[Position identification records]

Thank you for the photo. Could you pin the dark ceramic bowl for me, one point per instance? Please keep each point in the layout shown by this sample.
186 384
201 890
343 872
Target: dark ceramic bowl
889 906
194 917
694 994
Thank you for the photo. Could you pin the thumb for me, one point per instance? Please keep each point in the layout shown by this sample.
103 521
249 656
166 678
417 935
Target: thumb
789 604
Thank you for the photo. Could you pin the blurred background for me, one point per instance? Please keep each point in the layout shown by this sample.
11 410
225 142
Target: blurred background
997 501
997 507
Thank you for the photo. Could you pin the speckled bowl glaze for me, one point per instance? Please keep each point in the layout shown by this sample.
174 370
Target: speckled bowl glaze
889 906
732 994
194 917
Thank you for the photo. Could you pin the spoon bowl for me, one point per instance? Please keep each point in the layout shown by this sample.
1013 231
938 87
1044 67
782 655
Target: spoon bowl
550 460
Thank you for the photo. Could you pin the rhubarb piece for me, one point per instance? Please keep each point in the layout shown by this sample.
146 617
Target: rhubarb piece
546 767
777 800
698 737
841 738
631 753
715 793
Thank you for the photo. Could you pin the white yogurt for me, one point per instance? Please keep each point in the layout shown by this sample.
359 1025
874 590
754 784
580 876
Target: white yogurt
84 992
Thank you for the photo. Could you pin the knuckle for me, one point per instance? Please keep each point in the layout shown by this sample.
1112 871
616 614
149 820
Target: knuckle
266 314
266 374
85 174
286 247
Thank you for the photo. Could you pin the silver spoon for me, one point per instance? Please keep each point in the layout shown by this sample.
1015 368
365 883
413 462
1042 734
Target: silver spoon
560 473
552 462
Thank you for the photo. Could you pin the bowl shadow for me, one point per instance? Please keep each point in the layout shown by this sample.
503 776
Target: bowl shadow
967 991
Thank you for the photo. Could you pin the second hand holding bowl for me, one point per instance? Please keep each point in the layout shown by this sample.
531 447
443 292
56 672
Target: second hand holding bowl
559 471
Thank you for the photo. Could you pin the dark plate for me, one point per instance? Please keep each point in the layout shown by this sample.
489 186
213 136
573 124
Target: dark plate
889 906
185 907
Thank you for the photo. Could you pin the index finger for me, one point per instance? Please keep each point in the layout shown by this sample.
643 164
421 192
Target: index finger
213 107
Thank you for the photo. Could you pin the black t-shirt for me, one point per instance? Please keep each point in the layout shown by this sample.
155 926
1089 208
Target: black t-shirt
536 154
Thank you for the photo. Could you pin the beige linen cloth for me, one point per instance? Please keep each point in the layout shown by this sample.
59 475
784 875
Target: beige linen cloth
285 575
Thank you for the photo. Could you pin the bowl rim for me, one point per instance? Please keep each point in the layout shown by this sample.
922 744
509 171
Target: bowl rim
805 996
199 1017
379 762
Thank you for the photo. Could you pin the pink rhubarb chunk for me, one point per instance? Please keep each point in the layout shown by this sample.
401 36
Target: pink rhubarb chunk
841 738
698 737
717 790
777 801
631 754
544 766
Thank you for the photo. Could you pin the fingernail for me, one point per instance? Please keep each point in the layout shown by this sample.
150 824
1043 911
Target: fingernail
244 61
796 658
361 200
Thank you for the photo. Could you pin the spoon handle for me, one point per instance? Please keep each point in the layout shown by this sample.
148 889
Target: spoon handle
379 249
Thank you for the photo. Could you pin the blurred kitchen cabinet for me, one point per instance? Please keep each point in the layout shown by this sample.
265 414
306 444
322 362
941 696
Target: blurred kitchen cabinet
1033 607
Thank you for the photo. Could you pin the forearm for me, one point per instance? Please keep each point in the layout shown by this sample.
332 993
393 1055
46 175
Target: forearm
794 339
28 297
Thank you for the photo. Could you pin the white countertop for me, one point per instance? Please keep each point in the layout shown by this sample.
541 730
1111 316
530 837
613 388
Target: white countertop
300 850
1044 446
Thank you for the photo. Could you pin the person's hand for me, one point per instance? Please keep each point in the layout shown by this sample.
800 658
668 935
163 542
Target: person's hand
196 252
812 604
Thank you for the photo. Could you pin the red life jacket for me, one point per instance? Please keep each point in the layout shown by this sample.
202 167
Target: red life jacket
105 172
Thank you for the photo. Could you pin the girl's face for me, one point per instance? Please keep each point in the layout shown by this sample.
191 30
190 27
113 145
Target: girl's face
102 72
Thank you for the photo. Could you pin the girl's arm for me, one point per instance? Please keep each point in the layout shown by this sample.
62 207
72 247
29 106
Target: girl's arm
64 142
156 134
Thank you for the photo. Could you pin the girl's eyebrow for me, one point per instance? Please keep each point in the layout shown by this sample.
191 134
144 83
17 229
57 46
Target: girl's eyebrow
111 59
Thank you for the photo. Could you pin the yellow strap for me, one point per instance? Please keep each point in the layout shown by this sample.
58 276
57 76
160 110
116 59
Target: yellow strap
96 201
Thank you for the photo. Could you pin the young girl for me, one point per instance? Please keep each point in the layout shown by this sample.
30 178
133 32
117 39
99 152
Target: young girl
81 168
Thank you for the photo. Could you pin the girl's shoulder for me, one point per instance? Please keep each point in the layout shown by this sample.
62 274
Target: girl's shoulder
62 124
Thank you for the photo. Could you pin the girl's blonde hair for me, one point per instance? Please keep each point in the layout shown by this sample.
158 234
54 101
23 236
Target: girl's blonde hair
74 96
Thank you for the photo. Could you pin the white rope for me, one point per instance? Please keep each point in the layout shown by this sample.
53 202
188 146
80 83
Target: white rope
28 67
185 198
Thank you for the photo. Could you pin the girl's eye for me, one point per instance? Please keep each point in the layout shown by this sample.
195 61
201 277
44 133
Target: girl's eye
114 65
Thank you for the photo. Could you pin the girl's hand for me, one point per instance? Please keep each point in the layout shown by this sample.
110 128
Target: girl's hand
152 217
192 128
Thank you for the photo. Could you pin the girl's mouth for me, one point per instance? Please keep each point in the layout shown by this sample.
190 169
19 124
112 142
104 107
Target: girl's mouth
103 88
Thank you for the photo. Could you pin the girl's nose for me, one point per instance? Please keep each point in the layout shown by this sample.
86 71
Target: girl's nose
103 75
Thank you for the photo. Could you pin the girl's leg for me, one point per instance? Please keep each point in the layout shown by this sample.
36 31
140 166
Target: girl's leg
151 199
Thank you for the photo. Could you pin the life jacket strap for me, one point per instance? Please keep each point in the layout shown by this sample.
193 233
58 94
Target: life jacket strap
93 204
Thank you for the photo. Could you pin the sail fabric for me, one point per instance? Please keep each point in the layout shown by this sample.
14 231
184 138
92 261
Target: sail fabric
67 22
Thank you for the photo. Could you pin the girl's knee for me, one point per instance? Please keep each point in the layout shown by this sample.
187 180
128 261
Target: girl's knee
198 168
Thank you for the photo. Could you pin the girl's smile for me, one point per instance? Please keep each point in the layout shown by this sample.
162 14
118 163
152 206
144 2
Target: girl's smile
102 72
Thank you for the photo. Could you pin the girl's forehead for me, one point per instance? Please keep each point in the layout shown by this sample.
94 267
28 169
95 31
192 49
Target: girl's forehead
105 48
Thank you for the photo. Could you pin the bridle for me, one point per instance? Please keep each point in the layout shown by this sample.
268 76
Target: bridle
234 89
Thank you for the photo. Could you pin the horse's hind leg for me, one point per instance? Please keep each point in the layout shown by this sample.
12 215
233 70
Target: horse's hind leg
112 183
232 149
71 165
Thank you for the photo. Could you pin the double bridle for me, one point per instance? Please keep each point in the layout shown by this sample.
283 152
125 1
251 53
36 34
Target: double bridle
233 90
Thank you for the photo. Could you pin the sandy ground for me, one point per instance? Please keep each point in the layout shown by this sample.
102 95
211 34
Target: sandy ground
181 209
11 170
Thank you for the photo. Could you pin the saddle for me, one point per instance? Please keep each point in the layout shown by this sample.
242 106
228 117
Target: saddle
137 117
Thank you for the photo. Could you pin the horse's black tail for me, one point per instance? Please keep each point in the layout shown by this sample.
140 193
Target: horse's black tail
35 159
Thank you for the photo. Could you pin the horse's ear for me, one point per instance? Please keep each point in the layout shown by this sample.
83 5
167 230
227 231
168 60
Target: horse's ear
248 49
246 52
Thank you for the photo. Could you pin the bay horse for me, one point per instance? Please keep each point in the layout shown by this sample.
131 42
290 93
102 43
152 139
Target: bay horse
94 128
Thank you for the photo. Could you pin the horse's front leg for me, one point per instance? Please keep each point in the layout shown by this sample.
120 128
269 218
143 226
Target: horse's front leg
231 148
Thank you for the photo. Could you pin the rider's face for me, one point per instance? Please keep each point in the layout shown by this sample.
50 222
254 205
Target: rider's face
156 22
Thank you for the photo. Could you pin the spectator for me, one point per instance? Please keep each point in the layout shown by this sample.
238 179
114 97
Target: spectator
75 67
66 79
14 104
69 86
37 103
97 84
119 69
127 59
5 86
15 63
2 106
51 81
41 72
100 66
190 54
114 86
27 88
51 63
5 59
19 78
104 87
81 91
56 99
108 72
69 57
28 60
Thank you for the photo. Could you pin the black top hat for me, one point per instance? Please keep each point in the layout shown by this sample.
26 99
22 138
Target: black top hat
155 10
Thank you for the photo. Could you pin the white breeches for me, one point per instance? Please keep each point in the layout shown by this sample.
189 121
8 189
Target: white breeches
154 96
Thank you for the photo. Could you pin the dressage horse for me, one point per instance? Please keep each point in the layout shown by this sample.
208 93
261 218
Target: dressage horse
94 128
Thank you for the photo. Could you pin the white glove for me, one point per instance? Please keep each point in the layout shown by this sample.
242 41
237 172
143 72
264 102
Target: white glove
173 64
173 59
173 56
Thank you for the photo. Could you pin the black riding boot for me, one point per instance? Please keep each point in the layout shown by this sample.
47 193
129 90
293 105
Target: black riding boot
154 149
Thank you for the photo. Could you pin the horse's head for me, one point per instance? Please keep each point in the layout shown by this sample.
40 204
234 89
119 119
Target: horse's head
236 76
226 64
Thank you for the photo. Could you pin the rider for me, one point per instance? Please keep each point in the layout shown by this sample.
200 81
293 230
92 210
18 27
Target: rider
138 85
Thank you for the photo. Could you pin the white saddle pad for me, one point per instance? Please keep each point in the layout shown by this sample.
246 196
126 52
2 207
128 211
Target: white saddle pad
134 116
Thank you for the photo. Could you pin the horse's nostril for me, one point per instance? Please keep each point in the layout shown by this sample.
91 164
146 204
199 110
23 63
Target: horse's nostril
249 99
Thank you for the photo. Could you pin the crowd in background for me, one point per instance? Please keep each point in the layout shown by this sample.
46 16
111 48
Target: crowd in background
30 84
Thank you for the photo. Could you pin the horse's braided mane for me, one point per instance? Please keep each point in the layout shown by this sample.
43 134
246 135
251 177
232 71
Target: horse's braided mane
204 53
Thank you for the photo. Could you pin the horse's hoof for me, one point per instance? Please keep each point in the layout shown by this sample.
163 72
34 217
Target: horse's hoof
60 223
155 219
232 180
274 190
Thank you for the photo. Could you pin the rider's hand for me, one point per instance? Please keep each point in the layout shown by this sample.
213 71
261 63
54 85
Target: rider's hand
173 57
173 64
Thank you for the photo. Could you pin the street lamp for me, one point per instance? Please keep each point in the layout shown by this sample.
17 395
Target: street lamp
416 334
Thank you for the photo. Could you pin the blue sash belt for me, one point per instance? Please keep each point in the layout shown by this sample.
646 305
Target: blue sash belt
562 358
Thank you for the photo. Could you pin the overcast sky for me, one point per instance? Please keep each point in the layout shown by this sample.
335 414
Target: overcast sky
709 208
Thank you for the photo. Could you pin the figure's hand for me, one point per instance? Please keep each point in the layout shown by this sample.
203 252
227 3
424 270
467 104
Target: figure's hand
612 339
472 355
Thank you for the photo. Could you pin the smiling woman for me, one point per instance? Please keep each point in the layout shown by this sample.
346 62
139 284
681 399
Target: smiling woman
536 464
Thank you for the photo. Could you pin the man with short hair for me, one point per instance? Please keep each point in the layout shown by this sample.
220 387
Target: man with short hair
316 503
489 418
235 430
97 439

**Short task**.
Starting at the line that contains "Thank you for the photo. Could you pin the horse's hoof", copy each line exactly through the end of the listing above. Include that first line and the last one, and add nothing.

**Task solution**.
Thank you for the photo. Could you pin the horse's hoof for me, one point per instance? Please keep each point in the layout shown by this sample.
163 72
34 217
Target: horse's hoof
60 223
155 219
232 180
274 190
Thank you for the photo. Could you pin the rider's hand for me, one point per instance? Please keep each point in the layout shown by this sample.
213 71
261 63
54 85
Target: rider's hand
173 57
173 64
Thank you for the photo. Could you pin the street lamp for me, one point per instance? Please keep each point in the layout shown by this sample.
17 395
Target: street lamp
416 334
Thank you for the photo. Could you pin the blue sash belt for me, one point per instance? Please keep each point in the layout shown by this sample.
646 305
Target: blue sash belt
562 358
Thank you for the photo. Could you pin the overcast sky for me, one point per instance? Please keep each point in the layout shown by this sample.
335 414
Target: overcast sky
709 208
Thank you for the photo. Could you pin the figure's hand for me, one point per instance? Please keep each point in the layout shown by this sample.
203 252
227 3
424 270
467 104
Target: figure's hand
612 339
472 355
Thank you for the photo. Could you pin the smiling woman for me, one point per instance? Please keep each point in the layout shown by this sample.
346 62
139 284
681 399
Target: smiling woman
536 464
Thank you for the photo. Could you pin the man with short hair for me, one point per instance? Please keep each point in the layout shown by this sample.
220 387
Target: man with short hair
316 503
489 418
235 430
97 439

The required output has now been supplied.